** begin **

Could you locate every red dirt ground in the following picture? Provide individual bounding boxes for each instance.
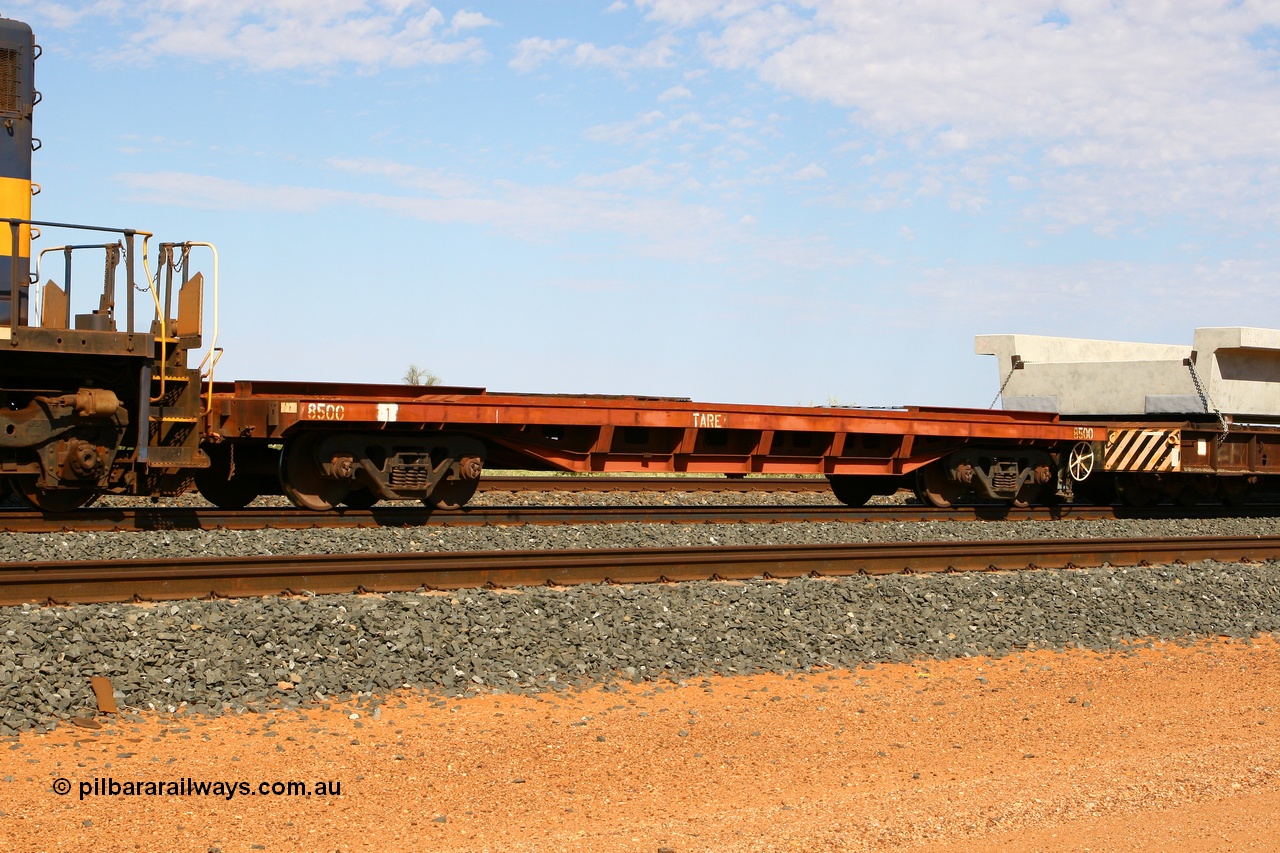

** end **
** begin **

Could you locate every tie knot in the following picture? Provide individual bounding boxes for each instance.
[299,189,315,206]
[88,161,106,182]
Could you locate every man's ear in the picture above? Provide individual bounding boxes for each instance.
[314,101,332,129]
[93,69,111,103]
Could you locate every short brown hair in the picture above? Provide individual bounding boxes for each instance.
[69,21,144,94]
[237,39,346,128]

** end **

- AIM:
Collect every line of the data above that contains the word "Could", and copy each of those lines in full. Case counts, so match only that exact capitalization.

- CORRECT RESULT:
Could you locate every red dirt ground in the following picture? Provide individual bounding boxes for each instance.
Could you locate every tie knot in the following picture? Provide individual bounding boxes for each instance.
Could you locate every man's ear in the picture above? Provide individual bounding boxes for each instance.
Could you locate every short brown hair in the picture above? Provide individual bounding boxes for each instance.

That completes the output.